- **Задание 1**:
Ответьте на вопросы по тексту для анализа:
(а) Где, по словам текста, уже отчетливо заявляет о себе поэтика Вяч. Иванова?
(б) Отголоски чего названы в тексте неизбежными?
(в) До какого времени этой поэтике предстояло сохранять свои определяющие признаки?
- **Задание 2**:
Выпишите из текста для анализа в порядке появления все слова, которые начинаются с заглавной буквы.

Уже в «Кормчих звездах», несмотря на неизбежные отголоски позднего романтизма, достаточно отчетливо заявляет о себе специфическая поэтика Вяч. Иванова, которой предстояло сохранять все свои определяющие признаки до самого конца жизненного пути поэта.

- **Исходные данные**:
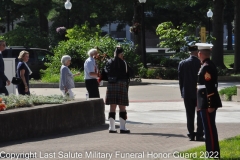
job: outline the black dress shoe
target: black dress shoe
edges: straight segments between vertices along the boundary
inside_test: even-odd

- **Ответ 1**:
(а) В «Кормчих звездах».
(б) Позднего романтизма.
(в) До самого конца жизненного пути поэта.

- **Ответ 2**:
Уже, Кормчих, Вяч., Иванова